» **PROBLEM DESCRIPTION**
Within the listing that follows, reproduce exactly the lines starting at the line with "One pin marks each instance of the shirt sleeve." and ending at the line with "One pin marks each instance of the yellow blurred", inclusive, and only those. Pictures are dropped.

----

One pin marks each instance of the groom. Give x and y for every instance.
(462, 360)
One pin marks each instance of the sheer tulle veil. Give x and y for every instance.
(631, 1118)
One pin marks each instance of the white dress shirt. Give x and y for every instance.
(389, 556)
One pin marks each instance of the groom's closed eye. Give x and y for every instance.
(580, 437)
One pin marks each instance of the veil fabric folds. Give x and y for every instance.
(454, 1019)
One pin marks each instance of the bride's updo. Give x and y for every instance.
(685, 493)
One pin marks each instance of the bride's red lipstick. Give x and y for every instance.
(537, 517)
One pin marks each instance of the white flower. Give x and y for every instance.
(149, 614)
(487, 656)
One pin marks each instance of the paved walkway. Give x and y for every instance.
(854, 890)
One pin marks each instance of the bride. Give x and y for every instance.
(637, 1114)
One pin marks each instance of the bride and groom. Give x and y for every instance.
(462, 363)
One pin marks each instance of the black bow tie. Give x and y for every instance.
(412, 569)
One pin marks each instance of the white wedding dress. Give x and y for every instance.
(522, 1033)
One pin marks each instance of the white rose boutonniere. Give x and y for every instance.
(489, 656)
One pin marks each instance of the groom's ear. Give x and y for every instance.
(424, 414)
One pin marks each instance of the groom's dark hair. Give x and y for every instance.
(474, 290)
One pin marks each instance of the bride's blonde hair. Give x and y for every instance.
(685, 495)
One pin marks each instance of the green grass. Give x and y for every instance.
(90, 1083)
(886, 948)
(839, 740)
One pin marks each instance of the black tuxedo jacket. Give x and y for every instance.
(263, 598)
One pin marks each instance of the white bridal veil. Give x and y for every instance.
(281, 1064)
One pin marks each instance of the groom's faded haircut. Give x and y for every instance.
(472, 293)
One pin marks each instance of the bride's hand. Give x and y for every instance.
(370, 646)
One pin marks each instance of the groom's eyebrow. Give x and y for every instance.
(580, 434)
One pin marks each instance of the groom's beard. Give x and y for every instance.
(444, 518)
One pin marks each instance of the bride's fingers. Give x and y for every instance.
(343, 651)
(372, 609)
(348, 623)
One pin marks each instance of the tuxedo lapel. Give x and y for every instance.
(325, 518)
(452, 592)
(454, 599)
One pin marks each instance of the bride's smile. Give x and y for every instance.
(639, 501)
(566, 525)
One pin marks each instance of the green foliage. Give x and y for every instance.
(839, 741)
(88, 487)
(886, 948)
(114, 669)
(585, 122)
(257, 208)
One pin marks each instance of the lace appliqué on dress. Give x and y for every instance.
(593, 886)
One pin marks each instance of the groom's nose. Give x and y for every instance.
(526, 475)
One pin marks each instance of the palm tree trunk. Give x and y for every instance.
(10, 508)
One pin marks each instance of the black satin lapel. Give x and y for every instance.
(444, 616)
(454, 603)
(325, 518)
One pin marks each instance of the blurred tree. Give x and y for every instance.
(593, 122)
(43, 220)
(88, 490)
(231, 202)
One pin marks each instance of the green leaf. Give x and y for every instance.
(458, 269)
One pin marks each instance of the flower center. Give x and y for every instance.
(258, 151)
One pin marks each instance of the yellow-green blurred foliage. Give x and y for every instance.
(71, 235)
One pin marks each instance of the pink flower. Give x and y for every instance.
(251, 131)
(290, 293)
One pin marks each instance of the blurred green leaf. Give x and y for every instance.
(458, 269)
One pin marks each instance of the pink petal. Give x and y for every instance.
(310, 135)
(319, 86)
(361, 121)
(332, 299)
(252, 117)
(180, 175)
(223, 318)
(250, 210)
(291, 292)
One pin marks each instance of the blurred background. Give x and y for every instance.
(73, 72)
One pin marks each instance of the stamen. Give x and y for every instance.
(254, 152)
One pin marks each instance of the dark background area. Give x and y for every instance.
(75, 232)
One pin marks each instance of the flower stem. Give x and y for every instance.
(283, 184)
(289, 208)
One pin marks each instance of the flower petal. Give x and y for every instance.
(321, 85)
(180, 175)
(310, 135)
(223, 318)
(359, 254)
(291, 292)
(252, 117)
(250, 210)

----

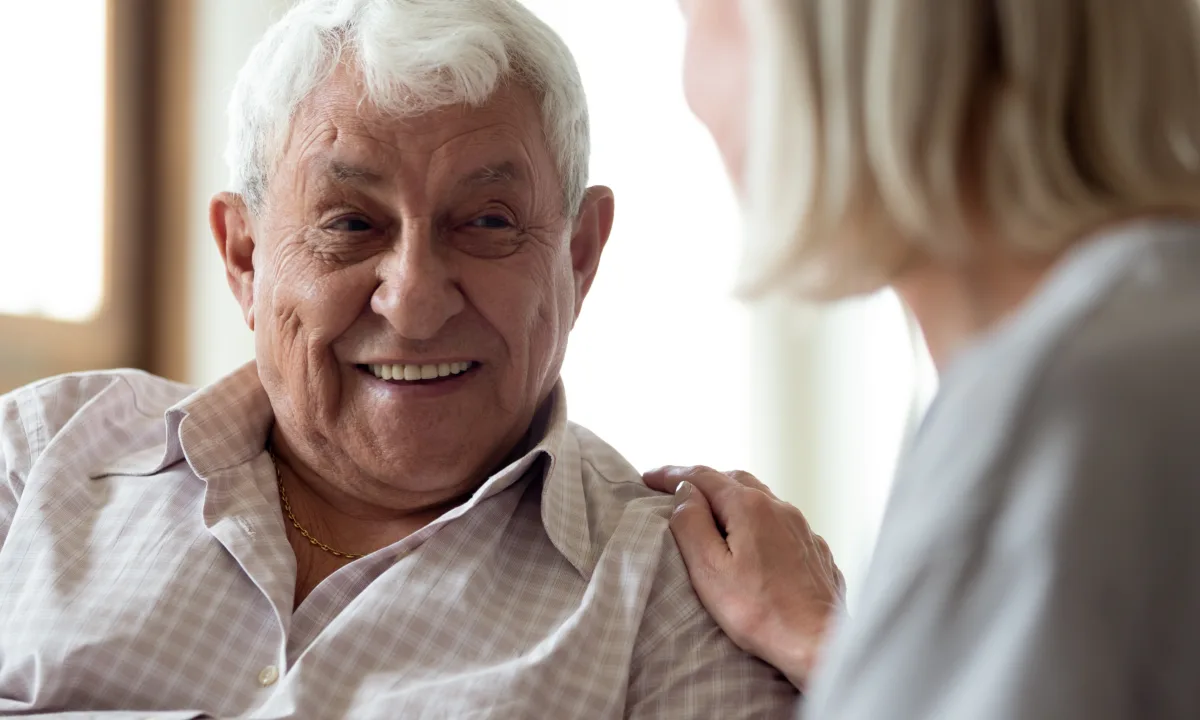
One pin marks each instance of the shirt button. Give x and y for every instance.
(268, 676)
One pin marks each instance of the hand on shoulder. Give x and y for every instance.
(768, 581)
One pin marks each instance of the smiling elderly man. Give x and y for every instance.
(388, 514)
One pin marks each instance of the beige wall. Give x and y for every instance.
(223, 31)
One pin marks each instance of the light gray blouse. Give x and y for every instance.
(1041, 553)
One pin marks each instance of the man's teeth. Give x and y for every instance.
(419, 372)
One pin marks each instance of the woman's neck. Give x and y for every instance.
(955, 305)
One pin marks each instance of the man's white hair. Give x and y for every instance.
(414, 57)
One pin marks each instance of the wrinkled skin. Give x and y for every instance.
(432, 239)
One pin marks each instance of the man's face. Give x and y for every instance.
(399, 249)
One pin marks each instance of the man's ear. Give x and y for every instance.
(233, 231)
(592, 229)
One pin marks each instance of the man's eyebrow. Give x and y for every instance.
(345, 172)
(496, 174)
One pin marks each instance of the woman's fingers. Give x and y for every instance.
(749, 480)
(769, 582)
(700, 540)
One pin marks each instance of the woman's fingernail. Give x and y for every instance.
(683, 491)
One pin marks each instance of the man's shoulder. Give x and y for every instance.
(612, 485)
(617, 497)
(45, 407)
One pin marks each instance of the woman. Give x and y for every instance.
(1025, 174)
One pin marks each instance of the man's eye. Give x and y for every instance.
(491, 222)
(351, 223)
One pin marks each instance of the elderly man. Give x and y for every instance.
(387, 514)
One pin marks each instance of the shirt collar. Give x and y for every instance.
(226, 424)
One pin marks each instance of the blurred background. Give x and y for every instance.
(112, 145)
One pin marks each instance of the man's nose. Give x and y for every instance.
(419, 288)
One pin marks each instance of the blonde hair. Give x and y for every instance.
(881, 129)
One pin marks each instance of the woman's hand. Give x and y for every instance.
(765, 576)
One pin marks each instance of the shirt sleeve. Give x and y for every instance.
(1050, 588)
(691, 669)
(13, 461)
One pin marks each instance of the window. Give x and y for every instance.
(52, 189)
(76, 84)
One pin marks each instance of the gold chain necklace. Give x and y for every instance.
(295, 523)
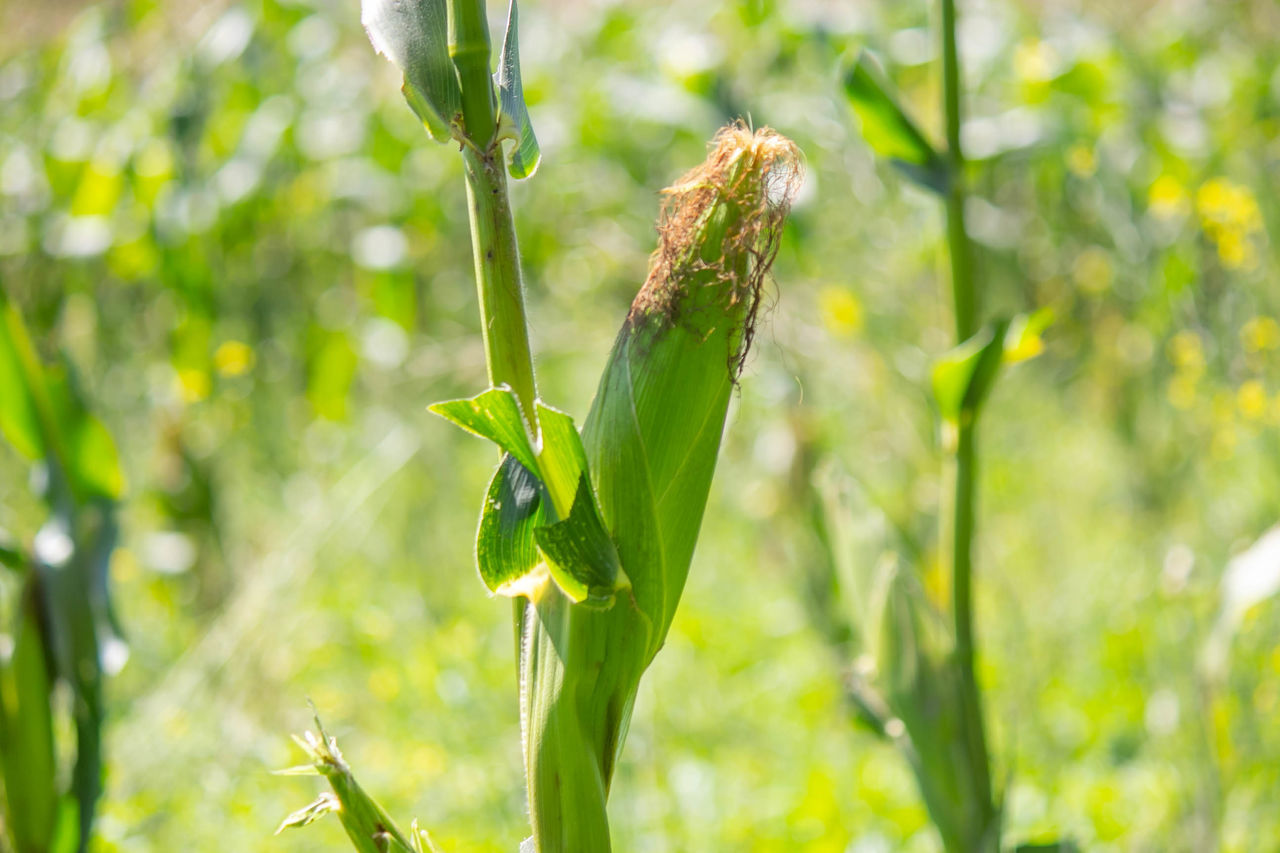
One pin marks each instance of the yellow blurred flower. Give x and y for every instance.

----

» **WRITTEN SOLUTION**
One pin marks each instance of the shirt sleeve. Give x and y for every instance.
(1050, 588)
(691, 669)
(13, 461)
One pin marks each instance of the window. Give x and y for every instance.
(52, 189)
(76, 84)
One pin marks each instance of the gold chain necklace. Give x and y for every instance.
(295, 523)
One pin marks each instance of the yellow blurred flower. Give x and y for every instance.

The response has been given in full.